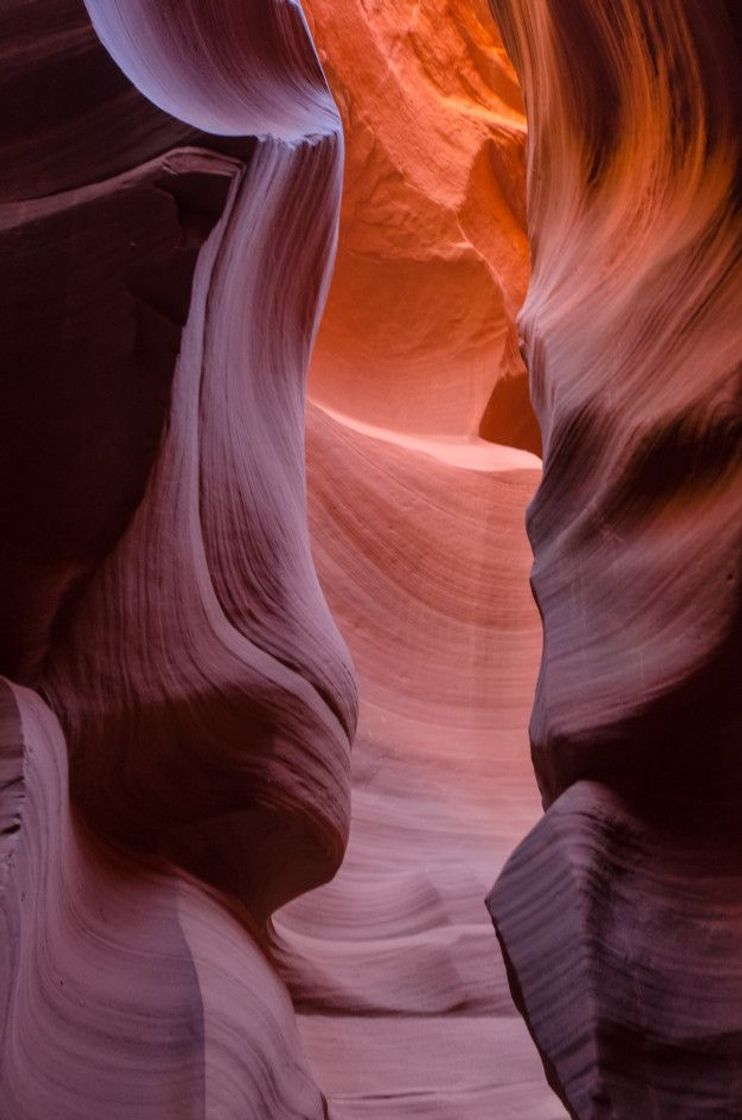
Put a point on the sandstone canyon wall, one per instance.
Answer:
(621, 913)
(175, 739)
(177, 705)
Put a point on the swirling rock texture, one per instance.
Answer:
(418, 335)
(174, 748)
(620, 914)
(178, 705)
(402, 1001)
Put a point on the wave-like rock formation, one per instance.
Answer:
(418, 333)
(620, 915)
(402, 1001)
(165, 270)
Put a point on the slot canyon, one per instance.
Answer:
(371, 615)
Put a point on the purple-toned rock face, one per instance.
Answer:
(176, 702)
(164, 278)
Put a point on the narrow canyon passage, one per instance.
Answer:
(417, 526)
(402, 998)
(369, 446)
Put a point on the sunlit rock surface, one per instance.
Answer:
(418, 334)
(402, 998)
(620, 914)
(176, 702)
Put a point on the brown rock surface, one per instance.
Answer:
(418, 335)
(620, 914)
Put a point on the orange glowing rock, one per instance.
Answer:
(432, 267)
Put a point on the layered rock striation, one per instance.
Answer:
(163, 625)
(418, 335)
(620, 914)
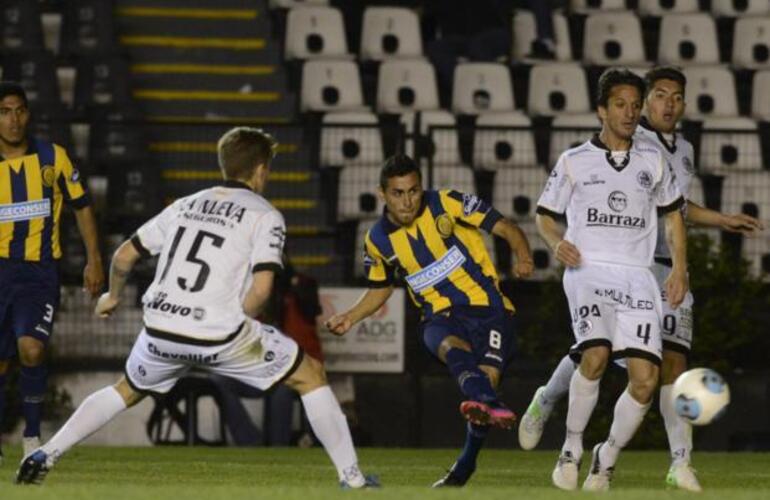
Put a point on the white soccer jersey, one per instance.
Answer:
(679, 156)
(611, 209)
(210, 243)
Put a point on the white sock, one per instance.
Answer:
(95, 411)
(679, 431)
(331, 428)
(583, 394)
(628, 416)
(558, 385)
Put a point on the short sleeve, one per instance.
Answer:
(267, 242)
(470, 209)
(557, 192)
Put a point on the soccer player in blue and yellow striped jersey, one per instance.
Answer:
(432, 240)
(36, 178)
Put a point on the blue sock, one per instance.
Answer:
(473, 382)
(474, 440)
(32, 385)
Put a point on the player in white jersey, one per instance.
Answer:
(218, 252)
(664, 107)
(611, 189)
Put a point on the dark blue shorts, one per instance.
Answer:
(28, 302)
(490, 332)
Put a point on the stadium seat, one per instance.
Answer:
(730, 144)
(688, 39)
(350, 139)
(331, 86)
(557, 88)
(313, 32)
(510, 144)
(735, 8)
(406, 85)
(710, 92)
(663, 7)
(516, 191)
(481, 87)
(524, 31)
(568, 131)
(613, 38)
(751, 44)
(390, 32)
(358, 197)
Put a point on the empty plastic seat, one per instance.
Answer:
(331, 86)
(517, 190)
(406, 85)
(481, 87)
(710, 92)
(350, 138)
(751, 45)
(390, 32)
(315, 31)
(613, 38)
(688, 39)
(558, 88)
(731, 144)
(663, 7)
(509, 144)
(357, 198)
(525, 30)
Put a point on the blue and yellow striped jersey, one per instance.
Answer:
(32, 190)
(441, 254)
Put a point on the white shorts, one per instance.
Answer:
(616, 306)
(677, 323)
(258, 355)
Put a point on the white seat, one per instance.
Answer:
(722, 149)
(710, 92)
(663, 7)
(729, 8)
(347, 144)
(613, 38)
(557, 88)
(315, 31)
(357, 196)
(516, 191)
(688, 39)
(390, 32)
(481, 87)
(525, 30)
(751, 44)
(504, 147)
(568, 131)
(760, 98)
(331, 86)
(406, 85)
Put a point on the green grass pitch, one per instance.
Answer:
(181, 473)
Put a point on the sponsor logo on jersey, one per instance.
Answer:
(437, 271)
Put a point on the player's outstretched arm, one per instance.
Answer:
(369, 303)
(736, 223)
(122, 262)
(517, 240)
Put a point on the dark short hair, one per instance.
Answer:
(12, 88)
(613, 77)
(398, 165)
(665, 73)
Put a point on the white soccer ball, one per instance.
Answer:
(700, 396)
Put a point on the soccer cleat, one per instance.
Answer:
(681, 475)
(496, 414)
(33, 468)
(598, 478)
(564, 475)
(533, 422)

# # #

Leaving out all pictures, set down exactly the lines of the material above, from the line with "Put a point on the sunlit" to the line with "Put a point on the stadium" inclusive, and no others.

Put a point on the sunlit rock surface, one per instance.
Answer:
(418, 334)
(402, 998)
(620, 914)
(176, 702)
Put a point on the brown rock surface, one per instance.
Answer:
(418, 335)
(620, 914)
Put a point on the orange glowing rock, one per instance.
Answer:
(432, 267)
Put a point on the layered rock striation, one per instance.
Answer:
(163, 625)
(418, 335)
(620, 914)
Put a point on the white soccer jersey, one per instance.
Answer:
(679, 156)
(611, 209)
(210, 243)
Put a point on the white sock, one per instance.
Answer:
(95, 411)
(679, 431)
(331, 428)
(583, 394)
(628, 416)
(558, 385)
Put a point on the short sleeve, one per instance.
Answer:
(267, 242)
(470, 209)
(557, 192)
Put a point on the soccer player in blue and yellow striped jersey, one per instance.
Answer:
(432, 240)
(36, 178)
Put a point on the blue sock, one per instance.
Answer:
(473, 382)
(474, 440)
(32, 385)
Put a point on the player in white jersey, one per instance.
Answer:
(218, 252)
(664, 107)
(611, 189)
Put a point on the dark blue shorts, one per instance.
Answer:
(28, 302)
(490, 332)
Put a point on the stadium seat, one per instance.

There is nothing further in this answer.